## begin Text extract
Surpassing human-level performance

  • ml gets harder as we approach/surpass human level performance
  • when we’ve surpassed human level performance, are we overfitting, or is the bayes error lower than human error.
  • some applications have surpassed human level: online advertising, product recommendation, loan approval, logistics
    • all these examples are learning from structured data, not natural perception problems which humans are very good at
    • teams have access to heaps of data
  • computers haven gotten to single human level at certain perception tasks, like image recognition, speech.

Improving your model performance

  • two fundamental assumptions of supervised learning:
    • we can fit the training set pretty well, or avoid bias
    • the training set performance generalizes well to the dev/test set - achieve low variance
  • to improve a deep learning supervised system
  • for improving bias:
    • train bigger model
    • train longer or use better optimization algo (RMSprop, Adam, momentum, etc)
    • try other model architectures, hyperparameter search
  • improve variance:
    • more data
    • regularization (L2, dropout, data augmentation)
    • NN architecture, hyperparameter search

Andrej Karpathy interview

  • before NN’s ml/ai was a lot of graphs, tree pruning, not very satisfying - NN’s actually felt like AI vs the old school AI techniques
  • before, humans wrote code to do something, with neural networks / machine learning humans write the optimization algo and specify inputs/outputs and the computers write code
  • while working on cifar10, had predicted an error rate of 10%, but we’re now down to 2-3%.
## end Text extract
- [Exercise instructions]:
[A] Retype the part of the notes that opens with the words containing "Surpassing human-level performance" and closes with "image recognition, speech.".
[B] Find each line of the records that holds the string "rise" and copy it out, treating case as significant.
These records bear no relation to the notes.
## begin Entries supplied
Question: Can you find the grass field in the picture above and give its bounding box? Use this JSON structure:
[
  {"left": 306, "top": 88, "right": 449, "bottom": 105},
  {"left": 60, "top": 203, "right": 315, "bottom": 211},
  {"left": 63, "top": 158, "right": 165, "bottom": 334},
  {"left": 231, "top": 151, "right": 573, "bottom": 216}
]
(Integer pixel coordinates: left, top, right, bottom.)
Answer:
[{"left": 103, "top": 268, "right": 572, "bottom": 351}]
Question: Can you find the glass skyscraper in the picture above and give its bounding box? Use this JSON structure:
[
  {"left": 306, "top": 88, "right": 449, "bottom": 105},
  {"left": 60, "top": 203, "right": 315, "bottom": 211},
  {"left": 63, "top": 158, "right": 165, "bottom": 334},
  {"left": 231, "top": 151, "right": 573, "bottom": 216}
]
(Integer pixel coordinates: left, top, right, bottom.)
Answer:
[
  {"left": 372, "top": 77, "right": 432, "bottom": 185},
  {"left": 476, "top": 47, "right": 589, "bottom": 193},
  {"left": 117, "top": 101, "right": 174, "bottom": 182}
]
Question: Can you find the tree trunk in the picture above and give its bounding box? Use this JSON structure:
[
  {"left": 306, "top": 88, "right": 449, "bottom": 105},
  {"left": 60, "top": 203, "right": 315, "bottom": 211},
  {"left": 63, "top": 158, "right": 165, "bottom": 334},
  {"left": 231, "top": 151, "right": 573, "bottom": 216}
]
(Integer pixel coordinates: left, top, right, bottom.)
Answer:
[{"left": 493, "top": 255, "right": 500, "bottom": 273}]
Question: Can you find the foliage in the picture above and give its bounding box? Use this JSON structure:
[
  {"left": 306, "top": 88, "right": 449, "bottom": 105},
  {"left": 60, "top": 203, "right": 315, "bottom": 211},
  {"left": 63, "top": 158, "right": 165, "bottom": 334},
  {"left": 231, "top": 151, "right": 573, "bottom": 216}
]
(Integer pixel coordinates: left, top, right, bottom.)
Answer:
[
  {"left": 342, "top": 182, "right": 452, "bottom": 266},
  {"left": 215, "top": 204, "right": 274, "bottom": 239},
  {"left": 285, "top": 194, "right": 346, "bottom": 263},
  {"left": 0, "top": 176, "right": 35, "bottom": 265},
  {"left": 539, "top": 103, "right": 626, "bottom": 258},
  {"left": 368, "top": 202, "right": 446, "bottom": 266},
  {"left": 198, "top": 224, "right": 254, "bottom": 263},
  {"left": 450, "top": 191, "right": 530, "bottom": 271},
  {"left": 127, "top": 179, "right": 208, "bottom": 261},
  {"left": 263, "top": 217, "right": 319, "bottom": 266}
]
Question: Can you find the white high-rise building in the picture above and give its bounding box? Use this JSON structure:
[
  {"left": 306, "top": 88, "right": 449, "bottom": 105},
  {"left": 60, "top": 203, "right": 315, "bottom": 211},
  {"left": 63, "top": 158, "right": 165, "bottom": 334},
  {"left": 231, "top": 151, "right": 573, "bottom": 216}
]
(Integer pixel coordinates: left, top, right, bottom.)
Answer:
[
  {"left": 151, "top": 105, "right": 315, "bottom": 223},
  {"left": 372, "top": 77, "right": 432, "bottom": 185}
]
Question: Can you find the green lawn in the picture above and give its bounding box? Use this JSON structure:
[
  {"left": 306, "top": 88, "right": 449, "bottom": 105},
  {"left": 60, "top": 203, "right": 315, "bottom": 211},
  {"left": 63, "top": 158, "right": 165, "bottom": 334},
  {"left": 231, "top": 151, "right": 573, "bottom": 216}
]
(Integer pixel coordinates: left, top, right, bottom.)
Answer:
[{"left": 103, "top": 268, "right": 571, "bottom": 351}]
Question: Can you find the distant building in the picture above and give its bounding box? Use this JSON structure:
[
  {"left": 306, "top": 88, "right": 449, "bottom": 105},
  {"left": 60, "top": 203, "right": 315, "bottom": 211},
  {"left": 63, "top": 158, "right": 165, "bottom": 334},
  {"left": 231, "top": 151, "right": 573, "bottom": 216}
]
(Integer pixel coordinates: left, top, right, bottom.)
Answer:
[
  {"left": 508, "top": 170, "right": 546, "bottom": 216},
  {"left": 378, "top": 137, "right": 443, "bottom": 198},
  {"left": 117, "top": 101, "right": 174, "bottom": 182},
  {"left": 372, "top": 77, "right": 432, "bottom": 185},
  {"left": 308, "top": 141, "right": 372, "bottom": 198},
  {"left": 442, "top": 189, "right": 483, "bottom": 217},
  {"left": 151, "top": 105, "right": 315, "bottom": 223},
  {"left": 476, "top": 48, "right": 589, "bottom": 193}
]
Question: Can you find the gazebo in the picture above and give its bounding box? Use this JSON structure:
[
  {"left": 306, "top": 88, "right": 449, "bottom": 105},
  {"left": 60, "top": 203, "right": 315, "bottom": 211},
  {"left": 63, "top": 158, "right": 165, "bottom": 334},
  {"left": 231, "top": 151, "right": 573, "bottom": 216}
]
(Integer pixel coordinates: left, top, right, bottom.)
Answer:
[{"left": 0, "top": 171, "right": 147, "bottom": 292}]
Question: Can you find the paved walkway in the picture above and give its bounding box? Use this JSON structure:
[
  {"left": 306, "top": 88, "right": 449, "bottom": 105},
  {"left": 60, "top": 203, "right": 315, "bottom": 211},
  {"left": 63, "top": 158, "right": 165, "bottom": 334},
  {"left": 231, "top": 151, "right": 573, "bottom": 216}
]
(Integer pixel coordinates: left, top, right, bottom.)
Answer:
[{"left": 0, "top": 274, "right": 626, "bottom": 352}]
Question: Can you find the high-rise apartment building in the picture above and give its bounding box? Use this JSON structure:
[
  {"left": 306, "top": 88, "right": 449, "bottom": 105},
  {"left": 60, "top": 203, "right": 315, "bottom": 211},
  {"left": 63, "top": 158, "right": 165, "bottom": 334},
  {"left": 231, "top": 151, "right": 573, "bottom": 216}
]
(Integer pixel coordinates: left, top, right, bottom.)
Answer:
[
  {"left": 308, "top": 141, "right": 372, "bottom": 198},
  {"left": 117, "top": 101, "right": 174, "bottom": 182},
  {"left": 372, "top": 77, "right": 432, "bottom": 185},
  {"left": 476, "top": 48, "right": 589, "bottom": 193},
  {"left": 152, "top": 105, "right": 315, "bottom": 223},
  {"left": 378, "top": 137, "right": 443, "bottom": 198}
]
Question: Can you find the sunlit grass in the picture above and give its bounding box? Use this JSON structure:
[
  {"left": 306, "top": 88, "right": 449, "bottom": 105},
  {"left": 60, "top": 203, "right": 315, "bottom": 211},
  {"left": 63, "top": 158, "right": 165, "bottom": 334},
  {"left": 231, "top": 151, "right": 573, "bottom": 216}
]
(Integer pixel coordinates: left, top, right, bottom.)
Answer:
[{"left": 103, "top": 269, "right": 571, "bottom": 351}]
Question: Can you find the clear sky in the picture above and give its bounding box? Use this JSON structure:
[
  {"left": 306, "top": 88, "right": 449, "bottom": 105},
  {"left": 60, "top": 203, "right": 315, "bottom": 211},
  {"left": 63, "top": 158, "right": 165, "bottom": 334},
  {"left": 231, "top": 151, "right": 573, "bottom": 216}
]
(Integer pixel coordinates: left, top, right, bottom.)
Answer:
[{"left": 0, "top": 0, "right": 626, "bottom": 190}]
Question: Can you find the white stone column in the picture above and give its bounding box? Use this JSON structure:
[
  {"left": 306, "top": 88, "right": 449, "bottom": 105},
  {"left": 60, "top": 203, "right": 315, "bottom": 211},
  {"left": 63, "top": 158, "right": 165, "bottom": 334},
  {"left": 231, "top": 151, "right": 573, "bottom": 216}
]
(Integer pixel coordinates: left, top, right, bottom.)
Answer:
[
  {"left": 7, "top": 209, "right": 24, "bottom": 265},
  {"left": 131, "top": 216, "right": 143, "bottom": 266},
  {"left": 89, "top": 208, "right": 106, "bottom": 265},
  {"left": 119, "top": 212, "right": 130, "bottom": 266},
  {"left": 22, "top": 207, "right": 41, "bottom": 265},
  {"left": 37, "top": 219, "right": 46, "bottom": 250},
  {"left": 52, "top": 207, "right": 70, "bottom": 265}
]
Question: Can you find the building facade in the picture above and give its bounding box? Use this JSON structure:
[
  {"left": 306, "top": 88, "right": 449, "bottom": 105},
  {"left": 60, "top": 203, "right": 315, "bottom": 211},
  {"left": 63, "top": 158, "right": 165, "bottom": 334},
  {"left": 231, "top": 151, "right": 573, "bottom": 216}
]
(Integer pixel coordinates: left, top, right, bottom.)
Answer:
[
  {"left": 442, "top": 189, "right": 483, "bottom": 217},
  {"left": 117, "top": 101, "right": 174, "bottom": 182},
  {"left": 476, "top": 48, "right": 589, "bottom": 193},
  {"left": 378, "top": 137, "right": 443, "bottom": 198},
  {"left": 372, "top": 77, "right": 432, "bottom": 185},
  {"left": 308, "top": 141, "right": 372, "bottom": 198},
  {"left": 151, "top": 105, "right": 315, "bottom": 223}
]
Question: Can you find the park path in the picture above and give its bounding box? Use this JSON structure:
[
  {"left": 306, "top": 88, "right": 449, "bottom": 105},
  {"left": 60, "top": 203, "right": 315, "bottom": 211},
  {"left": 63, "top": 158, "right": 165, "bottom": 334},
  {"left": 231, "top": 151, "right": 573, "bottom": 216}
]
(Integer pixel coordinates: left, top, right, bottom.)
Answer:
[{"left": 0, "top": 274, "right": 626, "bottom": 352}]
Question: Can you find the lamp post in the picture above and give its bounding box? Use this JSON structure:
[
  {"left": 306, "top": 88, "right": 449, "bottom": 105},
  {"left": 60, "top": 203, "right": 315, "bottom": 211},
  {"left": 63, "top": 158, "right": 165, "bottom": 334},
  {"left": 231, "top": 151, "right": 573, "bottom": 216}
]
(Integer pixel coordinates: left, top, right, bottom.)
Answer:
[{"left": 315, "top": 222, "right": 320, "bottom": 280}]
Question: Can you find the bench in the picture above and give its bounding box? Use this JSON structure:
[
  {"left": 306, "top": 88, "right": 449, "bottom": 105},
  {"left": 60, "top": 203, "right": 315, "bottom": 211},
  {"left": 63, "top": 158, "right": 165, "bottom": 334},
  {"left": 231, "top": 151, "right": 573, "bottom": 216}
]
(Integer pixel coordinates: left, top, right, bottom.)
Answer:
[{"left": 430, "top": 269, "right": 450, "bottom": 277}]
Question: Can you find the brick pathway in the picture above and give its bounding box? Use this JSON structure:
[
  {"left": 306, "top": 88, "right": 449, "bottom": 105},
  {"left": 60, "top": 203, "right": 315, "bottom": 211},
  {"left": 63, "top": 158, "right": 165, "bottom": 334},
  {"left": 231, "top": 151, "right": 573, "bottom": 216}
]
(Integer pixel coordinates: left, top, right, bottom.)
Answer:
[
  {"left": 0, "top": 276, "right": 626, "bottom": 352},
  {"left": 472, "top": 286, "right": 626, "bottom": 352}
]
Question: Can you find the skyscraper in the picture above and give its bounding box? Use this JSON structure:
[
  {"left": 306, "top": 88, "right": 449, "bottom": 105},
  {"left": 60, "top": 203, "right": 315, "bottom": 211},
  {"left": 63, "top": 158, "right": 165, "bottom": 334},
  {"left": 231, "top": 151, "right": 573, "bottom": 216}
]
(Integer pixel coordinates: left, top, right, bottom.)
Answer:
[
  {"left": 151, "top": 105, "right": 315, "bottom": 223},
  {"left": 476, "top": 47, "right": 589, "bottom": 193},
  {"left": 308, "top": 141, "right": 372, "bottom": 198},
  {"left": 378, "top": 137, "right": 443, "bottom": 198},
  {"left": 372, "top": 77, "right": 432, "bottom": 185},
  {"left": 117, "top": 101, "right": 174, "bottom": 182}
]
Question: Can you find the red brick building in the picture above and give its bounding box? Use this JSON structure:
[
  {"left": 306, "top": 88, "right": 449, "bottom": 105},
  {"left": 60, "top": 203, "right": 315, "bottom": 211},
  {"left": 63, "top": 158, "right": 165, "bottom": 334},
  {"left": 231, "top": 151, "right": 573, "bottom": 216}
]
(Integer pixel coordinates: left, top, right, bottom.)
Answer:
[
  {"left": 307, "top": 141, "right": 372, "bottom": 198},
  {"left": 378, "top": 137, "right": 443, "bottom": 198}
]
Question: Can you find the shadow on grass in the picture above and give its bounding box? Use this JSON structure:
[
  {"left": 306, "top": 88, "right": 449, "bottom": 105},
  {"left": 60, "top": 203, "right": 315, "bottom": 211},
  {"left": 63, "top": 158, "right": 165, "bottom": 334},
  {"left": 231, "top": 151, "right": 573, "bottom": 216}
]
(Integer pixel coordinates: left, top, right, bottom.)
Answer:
## end Entries supplied
- [The solutions]:
[A]
Surpassing human-level performance

  • ml gets harder as we approach/surpass human level performance
  • when we’ve surpassed human level performance, are we overfitting, or is the bayes error lower than human error.
  • some applications have surpassed human level: online advertising, product recommendation, loan approval, logistics
    • all these examples are learning from structured data, not natural perception problems which humans are very good at
    • teams have access to heaps of data
  • computers haven gotten to single human level at certain perception tasks, like image recognition, speech.

[B]
Question: Can you find the white high-rise building in the picture above and give its bounding box? Use this JSON structure:
Question: Can you find the high-rise apartment building in the picture above and give its bounding box? Use this JSON structure:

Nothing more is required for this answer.